[CONSIGNES]
**1)** Traduisez en anglais la phrase suivante du texte sur Le Grand Détournement : « Les gouvernements successifs, de droite comme de gauche, ont sanctuarisé ce modèle. »
**2)** D'après le texte sur Le Grand Détournement, quel montant annuel est mobilisé pour soutenir le secteur privé selon les calculs des auteurs ?
**3)** Rédigez la suite du texte sur Le Grand Détournement à partir de sa dernière phrase.

[EXTRAIT]
+ + + + +
La publication du livre-enquête Le Grand Détournement par Matthieu Aron et Caroline Michel-Aguirre constitue un jalon important dans l’analyse critique des politiques publiques contemporaines en France.

Alors que l’État français affiche une dette publique supérieure à 110 % du PIB et appelle régulièrement ses citoyens à consentir des sacrifices, les auteurs révèlent l’existence d’un mécanisme massif de transferts budgétaires au profit des entreprises et des contribuables les plus fortunés. Selon leurs calculs, ce sont près de 270 milliards d’euros annuels – soit l’équivalent du budget cumulé de l’Éducation nationale, de la Défense et de la Justice – qui sont mobilisés pour soutenir le secteur privé, souvent sans contreparties effectives.

La politique de l’offre : genèse et promesses

Adoptée dès les années 1980, sous l’influence de la doctrine néolibérale et des recommandations européennes, la politique de l’offre a pour objectif de réduire les « rigidités » du marché du travail et d’améliorer la compétitivité des entreprises par des baisses d’impôts et de charges sociales*. Les gouvernements successifs, de droite comme de gauche, ont sanctuarisé ce modèle. Les dispositifs tels que le Crédit d’Impôt Recherche (CIR) ou le Crédit d’Impôt Compétitivité-Emploi (CICE) en constituent les instruments emblématiques.

Pourtant, de nombreux travaux d’évaluation ont souligné la faible efficacité de ces dispositifs en matière de création d’emplois ou d’innovation**. Matthieu Aron et Caroline Michel-Aguirre montrent que ces politiques ont essentiellement enrichi les actionnaires et alimenté les dividendes, sans produire les bénéfices économiques promis.
+ + + + +
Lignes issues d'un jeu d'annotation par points
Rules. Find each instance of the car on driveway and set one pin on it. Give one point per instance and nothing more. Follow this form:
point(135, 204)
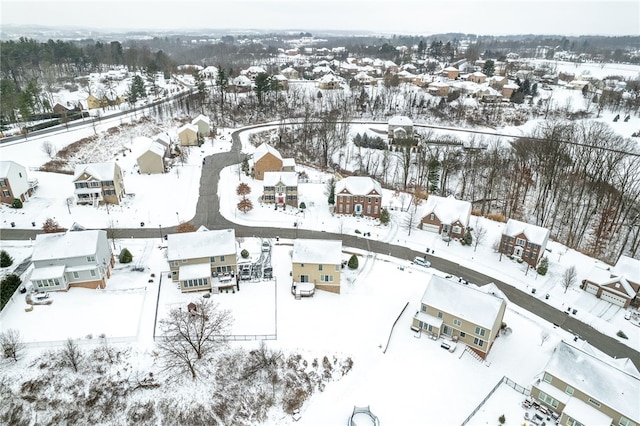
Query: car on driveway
point(420, 261)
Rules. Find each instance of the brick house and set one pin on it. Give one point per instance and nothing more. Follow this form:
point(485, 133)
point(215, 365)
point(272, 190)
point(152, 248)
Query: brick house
point(358, 195)
point(524, 241)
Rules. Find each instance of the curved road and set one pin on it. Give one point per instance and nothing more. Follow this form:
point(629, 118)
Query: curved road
point(208, 214)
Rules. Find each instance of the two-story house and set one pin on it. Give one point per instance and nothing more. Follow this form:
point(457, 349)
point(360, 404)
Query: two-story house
point(71, 259)
point(400, 127)
point(14, 183)
point(587, 387)
point(280, 188)
point(268, 159)
point(524, 241)
point(202, 260)
point(461, 313)
point(358, 195)
point(619, 285)
point(445, 215)
point(98, 183)
point(317, 262)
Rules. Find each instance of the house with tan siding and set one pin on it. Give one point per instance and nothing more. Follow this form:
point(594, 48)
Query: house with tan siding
point(524, 241)
point(280, 188)
point(71, 259)
point(445, 215)
point(98, 183)
point(587, 387)
point(358, 195)
point(14, 183)
point(316, 262)
point(202, 260)
point(461, 313)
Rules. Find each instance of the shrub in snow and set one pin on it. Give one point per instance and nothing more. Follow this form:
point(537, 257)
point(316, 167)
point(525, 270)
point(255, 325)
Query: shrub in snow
point(5, 259)
point(125, 256)
point(543, 267)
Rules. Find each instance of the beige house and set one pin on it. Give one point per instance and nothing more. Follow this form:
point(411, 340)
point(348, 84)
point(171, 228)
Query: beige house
point(445, 215)
point(587, 387)
point(619, 286)
point(152, 160)
point(188, 135)
point(524, 241)
point(268, 159)
point(203, 260)
point(14, 183)
point(316, 263)
point(280, 188)
point(98, 183)
point(461, 313)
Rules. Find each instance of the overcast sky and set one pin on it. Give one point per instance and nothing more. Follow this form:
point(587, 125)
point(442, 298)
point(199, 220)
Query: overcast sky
point(565, 17)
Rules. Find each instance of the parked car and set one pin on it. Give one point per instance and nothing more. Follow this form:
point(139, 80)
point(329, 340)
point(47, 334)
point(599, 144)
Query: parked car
point(421, 262)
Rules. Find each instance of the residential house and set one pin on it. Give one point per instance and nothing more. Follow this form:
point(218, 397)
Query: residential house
point(461, 313)
point(587, 387)
point(358, 195)
point(619, 285)
point(152, 160)
point(445, 215)
point(14, 183)
point(268, 159)
point(98, 183)
point(524, 241)
point(400, 127)
point(451, 73)
point(329, 82)
point(280, 188)
point(71, 259)
point(188, 135)
point(202, 260)
point(203, 124)
point(317, 263)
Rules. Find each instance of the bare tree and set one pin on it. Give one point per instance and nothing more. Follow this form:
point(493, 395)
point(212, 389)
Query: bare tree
point(72, 355)
point(11, 344)
point(569, 278)
point(49, 149)
point(191, 335)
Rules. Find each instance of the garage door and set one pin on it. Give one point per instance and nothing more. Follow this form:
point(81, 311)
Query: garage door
point(592, 288)
point(616, 300)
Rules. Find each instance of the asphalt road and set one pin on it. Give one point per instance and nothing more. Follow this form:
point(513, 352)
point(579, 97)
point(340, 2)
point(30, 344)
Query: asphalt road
point(208, 214)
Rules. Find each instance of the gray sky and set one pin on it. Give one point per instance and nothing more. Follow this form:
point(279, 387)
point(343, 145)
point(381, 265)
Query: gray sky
point(565, 17)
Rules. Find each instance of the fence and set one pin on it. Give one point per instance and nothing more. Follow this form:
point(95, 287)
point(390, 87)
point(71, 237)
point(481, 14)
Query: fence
point(509, 383)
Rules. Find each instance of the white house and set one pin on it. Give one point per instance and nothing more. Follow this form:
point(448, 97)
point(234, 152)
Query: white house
point(71, 259)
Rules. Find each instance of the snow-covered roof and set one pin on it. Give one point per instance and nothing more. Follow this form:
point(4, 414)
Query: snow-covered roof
point(400, 120)
point(447, 209)
point(462, 301)
point(596, 376)
point(100, 171)
point(629, 268)
point(327, 252)
point(534, 234)
point(64, 245)
point(358, 185)
point(192, 245)
point(287, 178)
point(264, 149)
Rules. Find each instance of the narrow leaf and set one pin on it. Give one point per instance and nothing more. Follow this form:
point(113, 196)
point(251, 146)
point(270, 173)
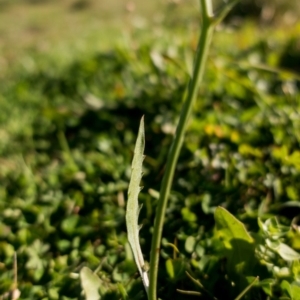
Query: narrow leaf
point(90, 283)
point(239, 246)
point(133, 208)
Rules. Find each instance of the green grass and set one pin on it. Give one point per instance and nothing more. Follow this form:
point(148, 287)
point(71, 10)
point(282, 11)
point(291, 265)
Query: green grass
point(71, 99)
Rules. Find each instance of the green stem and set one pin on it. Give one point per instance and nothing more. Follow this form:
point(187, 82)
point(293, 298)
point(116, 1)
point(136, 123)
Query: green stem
point(201, 57)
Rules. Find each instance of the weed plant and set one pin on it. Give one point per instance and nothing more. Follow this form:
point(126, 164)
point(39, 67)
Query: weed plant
point(233, 208)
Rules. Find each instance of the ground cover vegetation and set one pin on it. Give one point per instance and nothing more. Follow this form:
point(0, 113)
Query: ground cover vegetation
point(68, 129)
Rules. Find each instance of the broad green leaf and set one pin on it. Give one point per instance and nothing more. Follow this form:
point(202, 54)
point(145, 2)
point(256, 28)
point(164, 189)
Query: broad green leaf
point(90, 283)
point(133, 208)
point(239, 245)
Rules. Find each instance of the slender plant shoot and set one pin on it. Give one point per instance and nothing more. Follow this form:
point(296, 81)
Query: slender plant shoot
point(133, 208)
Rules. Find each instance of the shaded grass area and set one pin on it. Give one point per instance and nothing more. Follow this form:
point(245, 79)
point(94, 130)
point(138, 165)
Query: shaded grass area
point(67, 136)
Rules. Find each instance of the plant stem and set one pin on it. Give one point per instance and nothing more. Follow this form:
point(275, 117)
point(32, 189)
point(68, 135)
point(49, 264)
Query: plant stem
point(199, 65)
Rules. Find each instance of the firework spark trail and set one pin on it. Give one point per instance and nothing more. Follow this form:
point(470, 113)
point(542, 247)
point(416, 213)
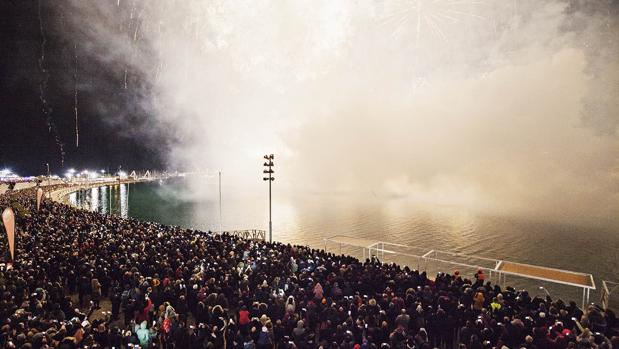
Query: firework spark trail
point(43, 88)
point(77, 130)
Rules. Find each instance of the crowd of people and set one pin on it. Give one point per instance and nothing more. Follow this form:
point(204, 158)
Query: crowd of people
point(86, 280)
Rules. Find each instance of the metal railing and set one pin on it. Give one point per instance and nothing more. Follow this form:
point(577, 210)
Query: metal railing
point(432, 261)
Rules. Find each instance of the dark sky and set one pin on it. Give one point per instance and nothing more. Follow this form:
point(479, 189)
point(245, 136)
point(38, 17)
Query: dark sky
point(26, 142)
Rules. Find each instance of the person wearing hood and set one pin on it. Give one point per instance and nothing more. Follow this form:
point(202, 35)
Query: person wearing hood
point(145, 335)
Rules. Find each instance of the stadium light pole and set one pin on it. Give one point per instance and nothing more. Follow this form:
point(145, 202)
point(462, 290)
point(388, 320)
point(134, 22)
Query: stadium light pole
point(269, 177)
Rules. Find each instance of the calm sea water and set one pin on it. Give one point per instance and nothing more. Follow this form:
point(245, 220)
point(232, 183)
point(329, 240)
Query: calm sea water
point(310, 219)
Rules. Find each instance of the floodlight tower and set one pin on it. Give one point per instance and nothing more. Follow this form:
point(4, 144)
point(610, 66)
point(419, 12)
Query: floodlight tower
point(269, 177)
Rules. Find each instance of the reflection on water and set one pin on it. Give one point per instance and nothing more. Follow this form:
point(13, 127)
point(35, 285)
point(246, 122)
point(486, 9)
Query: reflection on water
point(112, 199)
point(308, 219)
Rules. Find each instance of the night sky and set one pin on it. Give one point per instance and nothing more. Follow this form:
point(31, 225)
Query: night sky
point(26, 142)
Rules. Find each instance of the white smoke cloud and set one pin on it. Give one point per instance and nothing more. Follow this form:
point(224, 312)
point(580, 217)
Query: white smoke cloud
point(508, 107)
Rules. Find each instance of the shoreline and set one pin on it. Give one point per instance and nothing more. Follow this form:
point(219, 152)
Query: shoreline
point(61, 194)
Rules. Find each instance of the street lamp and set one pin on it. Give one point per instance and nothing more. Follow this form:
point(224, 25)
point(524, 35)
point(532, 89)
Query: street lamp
point(269, 177)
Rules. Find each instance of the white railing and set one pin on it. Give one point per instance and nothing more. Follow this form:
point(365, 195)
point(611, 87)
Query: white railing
point(497, 269)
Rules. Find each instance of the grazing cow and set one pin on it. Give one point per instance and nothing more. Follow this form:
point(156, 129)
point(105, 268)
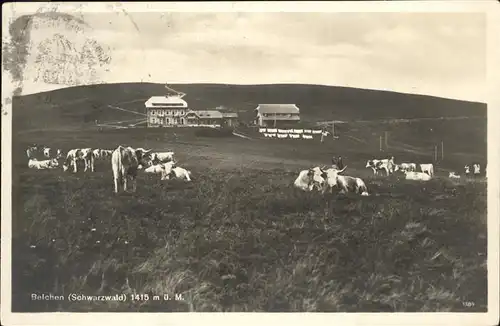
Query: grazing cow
point(378, 165)
point(420, 176)
point(31, 152)
point(176, 172)
point(309, 179)
point(125, 162)
point(162, 157)
point(427, 168)
point(43, 165)
point(403, 167)
point(102, 153)
point(75, 155)
point(344, 183)
point(477, 169)
point(337, 163)
point(48, 153)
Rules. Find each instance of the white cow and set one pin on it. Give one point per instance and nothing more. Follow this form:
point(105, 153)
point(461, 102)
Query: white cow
point(172, 171)
point(43, 165)
point(420, 176)
point(378, 165)
point(309, 179)
point(344, 183)
point(347, 183)
point(155, 169)
point(79, 154)
point(125, 162)
point(403, 167)
point(427, 168)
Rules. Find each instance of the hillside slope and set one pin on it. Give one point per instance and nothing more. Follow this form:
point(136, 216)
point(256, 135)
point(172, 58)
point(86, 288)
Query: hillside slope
point(80, 106)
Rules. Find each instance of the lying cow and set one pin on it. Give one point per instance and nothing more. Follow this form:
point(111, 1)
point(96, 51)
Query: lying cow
point(337, 163)
point(344, 183)
point(427, 168)
point(35, 152)
point(403, 167)
point(420, 176)
point(170, 170)
point(162, 157)
point(377, 165)
point(125, 162)
point(477, 168)
point(43, 165)
point(76, 155)
point(310, 179)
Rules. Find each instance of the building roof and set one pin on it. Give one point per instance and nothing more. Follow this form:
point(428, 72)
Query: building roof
point(174, 101)
point(277, 108)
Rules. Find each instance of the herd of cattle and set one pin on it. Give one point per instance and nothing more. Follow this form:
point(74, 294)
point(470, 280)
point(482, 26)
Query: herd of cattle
point(325, 179)
point(125, 162)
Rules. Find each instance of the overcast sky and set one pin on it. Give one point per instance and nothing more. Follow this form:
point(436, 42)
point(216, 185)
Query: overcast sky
point(440, 54)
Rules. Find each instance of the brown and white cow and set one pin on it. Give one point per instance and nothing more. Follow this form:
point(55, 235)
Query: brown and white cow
point(125, 162)
point(43, 165)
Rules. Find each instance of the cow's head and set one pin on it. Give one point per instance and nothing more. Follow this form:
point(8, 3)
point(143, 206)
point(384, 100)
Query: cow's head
point(167, 170)
point(340, 171)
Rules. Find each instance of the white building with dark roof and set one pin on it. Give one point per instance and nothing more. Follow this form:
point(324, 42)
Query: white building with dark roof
point(270, 115)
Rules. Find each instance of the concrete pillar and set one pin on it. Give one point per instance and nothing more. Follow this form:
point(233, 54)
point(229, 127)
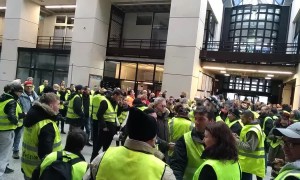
+ + + + +
[RÉPONSES]
**1)** Successive governments, on the right as well as the left, have enshrined this model.

**2)** Près de 270 milliards d'euros par an.

**3)**
Un « détournement » légal mais opaque

L’apport majeur du livre Le Grand Détournement est de mettre en lumière le caractère systémique de cette captation de fonds publics. Les auteurs décrivent un « État guichet » où les grandes entreprises – TotalEnergies, LVMH, Sanofi, entre autres – reçoivent des aides considérables, sans contrôle démocratique réel. La métaphore du « hold-up légal » utilisée par Matthieu Aron et Caroline Michel-Aguirre traduit l’idée d’une légitimité formelle (les dispositifs sont votés par le Parlement) mais d’une légalité instrumentalisée au service d’intérêts privés.

Ce processus est renforcé par le lobbying, dont l’influence sur la fabrique législative est abondamment documentée dans la littérature en économie politique***. Le livre révèle que nombre de rapports critiques produits par la Cour des comptes ou par des commissions parlementaires ont été ignorés, voire enterrés, sous la pression des groupes d’intérêts.

Enjeux politiques et démocratiques

La dimension la plus inquiétante de ce « grand détournement » réside dans son impact sur la légitimité démocratique. Alors que l’État se présente comme contraint par la rareté budgétaire, il organise parallèlement des transferts massifs vers les acteurs économiques les plus puissants. Cette asymétrie alimente une crise de confiance politique et renforce la perception d’un système inégalitaire où les « assistés » seraient paradoxalement les milliardaires et les multinationales****. (Un mécanisme semblable se retrouve à l’oeuvre dans le fléchage des subventions à la presse vers les médias contrôlés par des milliardaires au détriment du pluralisme – cf. notre article ici)

Ce phénomène illustre une tendance analysée par les politistes comme la « capture de l’État » : une situation dans laquelle les élites économiques dictent les règles qui devraient les contraindre*****. Dans le cas français, la politique de l’offre a agi comme une « drogue budgétaire » : un instrument d’accoutumance qui fragilise la souveraineté fiscale et limite la capacité d’action publique.

Le Grand Détournement de Matthieu Aron et Caroline Michel-Aguirre ne se contente pas de dresser un constat économique : il propose une réflexion sur la déformation de l’idéal républicain. L’État, censé incarner l’intérêt général, devient le vecteur d’un transfert continu vers les classes hyperdominantes. Dans un contexte où les discours officiels invoquent la rigueur, l’ouvrage oblige à poser la question fondamentale : qui bénéficie vraiment de la dépense publique ?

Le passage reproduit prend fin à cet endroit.